● QUESTIONS TO ANSWER:
(a) In the text on leadership in the crisis, rewrite the part starting at "Governments have shown" and ending at "(New Zealand) leadership.", substituting "budgetary" for "fiscal".
(b) Pick up the text on leadership in the crisis after its last sentence and carry it on.

● SELECTED PASSAGE:
Leadership needed in this crisis

Governments have shown leadership by announcing or implementing strong fiscal measures, many at an unprecedented scale and speed. Almost all nations have shut borders and put arrivals in quarantine but a (brave) few have locked down a city, region or the entire country. Effective strong government leadership, which I define as setting and implementing informed fiscal and public health goals with the compliance of the general population, has generally been achieved through open communication and either imposed (China) or compassionate (New Zealand) leadership.

China is an example of an enforced leadership that imposed drastic measures on a section of its population but openly communicated its actions, progress and results locally and globally. The leadership in New Zealand, on the other hand, showed compassion and openly communicated its reasoning, priorities and actions in response to the coronavirus threat and has earned the respect and co-operation of almost all the population in locking down the entire country.

Both China and New Zealand made mistakes along the way but admitted and learned from those mistakes. Having accepted and openly communicated the strategy of accepting short term pain for long term gain, they made hard decisions and look set to be among those emerging soonest and healthiest from the social, economic and fiscal storm in which the world finds itself. Yet, the leaders of some nations refuse to admit the size of the threat or in some cases, its very existence.

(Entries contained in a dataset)
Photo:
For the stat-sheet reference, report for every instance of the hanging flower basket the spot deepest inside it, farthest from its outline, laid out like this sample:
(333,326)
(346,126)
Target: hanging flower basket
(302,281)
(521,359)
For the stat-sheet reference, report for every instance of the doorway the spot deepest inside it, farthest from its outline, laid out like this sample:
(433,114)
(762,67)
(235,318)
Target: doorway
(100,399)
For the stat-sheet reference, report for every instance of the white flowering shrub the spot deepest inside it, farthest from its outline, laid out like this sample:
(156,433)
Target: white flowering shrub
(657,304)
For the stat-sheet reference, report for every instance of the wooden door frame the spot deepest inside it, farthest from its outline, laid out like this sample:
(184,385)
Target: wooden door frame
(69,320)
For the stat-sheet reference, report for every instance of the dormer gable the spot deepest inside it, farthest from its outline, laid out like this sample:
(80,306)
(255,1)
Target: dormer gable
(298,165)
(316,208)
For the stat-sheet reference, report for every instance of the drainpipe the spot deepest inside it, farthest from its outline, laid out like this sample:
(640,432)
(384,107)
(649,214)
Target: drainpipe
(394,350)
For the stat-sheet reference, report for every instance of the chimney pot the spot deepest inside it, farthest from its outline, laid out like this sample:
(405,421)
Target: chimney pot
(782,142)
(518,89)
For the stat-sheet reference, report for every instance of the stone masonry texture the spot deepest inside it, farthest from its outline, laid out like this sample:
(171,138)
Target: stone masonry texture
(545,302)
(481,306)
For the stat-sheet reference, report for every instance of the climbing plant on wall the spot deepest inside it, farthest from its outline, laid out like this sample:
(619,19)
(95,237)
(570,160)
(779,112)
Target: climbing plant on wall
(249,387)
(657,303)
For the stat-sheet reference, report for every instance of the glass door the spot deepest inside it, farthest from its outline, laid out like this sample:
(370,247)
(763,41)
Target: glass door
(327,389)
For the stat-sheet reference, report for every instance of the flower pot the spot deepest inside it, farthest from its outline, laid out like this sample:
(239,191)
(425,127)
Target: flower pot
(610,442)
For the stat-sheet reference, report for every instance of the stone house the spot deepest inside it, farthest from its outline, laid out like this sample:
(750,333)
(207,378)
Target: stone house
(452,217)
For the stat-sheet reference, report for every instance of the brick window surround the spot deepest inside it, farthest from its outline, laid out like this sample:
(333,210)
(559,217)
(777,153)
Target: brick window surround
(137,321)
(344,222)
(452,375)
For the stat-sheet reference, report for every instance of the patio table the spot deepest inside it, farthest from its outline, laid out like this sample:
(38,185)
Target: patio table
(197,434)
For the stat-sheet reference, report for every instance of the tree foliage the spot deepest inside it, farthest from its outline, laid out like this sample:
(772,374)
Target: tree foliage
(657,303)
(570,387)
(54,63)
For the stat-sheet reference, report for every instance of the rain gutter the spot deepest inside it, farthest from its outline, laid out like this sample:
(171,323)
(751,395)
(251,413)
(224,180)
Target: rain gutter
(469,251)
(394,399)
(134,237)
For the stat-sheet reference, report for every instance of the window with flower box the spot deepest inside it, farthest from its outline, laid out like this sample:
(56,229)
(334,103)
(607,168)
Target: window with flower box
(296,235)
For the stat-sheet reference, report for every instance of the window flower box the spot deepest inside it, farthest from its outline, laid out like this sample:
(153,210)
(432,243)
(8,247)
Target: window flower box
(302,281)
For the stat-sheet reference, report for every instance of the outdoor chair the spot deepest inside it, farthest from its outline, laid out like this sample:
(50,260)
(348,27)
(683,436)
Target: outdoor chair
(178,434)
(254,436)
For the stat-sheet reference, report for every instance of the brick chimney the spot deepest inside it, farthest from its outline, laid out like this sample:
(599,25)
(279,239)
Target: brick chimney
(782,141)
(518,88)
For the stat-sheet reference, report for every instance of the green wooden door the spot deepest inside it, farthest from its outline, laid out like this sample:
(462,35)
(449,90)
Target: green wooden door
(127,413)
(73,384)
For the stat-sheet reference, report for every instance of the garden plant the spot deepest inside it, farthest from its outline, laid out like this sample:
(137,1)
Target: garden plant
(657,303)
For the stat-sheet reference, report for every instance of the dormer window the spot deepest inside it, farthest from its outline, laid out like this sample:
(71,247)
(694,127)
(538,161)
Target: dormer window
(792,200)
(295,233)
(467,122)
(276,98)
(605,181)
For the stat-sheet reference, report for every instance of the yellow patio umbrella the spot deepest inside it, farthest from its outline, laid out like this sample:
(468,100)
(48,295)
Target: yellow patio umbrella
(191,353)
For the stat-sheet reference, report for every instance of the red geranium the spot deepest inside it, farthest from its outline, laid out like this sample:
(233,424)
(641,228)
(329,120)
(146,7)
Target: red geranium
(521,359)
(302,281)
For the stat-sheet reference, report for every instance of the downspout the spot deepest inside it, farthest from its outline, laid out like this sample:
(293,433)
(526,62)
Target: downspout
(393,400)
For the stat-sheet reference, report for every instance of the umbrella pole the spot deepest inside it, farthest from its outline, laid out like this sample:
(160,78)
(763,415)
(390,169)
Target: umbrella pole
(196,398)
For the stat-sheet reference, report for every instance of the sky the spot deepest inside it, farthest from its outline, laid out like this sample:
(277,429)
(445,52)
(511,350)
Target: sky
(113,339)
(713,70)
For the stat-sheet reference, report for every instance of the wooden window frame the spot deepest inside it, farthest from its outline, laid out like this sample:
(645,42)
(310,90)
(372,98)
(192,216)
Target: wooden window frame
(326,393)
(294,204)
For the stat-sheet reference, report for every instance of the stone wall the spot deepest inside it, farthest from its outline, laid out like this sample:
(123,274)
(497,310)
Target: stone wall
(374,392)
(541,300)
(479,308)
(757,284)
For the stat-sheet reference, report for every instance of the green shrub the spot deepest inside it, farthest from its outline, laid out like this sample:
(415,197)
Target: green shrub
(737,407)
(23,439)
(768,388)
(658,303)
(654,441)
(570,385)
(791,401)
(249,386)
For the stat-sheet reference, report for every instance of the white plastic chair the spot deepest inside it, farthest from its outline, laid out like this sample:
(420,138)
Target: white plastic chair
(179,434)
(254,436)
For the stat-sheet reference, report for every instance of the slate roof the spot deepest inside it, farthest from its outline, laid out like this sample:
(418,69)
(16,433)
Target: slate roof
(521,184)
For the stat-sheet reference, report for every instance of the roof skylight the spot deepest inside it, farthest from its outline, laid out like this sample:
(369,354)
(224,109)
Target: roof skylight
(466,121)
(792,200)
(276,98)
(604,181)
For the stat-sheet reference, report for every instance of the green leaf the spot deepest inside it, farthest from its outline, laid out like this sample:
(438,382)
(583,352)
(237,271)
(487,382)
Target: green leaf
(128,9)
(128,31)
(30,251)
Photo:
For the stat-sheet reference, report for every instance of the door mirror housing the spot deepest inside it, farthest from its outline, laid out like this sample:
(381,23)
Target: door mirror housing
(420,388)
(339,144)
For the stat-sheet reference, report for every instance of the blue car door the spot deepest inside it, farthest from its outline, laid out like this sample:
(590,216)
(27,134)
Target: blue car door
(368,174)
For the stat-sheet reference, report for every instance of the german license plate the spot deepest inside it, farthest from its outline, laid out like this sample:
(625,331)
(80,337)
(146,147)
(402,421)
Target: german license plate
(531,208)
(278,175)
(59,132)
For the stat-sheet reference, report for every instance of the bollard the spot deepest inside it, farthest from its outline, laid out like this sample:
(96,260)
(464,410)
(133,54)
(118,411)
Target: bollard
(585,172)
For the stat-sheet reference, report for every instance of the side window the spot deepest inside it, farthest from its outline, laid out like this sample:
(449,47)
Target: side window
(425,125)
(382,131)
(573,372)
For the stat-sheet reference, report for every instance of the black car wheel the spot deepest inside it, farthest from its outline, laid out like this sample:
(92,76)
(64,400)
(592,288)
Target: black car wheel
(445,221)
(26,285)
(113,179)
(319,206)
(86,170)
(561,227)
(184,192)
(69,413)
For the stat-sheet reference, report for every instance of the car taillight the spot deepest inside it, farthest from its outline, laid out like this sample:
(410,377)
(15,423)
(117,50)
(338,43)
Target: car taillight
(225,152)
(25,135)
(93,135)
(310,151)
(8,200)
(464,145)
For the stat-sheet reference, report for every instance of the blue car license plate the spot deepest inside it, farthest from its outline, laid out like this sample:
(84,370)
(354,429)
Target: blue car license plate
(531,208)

● ANSWERS BY ITEM:
(a)
Governments have shown leadership by announcing or implementing strong budgetary measures, many at an unprecedented scale and speed. Almost all nations have shut borders and put arrivals in quarantine but a (brave) few have locked down a city, region or the entire country. Effective strong government leadership, which I define as setting and implementing informed budgetary and public health goals with the compliance of the general population, has generally been achieved through open communication and either imposed (China) or compassionate (New Zealand) leadership.

(b)
Many countries’ leaders, governments, media and people are still debating what to do or are openly in denial of the inevitable breaching of their border(s) by this unprecedented health and social threat. Most of those nations (both industrialised and emerging) are run by leaders who are no more than poster boys with egos and spin doctors, who think, speak and act out of self-interest and/or for political (or personal) gains and who seek only to reinforce or retain their power. They are leaders of nations in name only. They are not true leaders of their people, which is what the world needs now. They risk their nation and people suffering not only huge health, social and economic damage during and after the coronavirus pandemic but also isolation and loss of international prestige afterwards. One, in particular falls far short of his predecessors’ self-proclaimed title of leader of the free world.

To be a leader in the world, those at the top of the power pyramid in each country must show leadership in their own country, which means that they must seek informed advice to implement social and fiscal policies, and must view and interact with the world with an open mind and an open heart. And they must do it now!

Is the strong US dollar merely the Emperor’s new clothes?

One noteworthy feature of financial markets this month has been the rush to buy the US dollar. This has me puzzled.

At times of economic and fiscal stress and uncertainty, investors shift from demanding a return ON capital to demanding a return OF capital. Yet, they are rushing to buy US dollars, hoping for a return OF capital! If the US dollar is so strong despite such poor US fiscal, economic, social and political outlooks in a post-coronavirus environment, how bad is the rest of the world?

Prior to the outbreak of COVID-19, the risk-reward balance of the US economy favoured the reward.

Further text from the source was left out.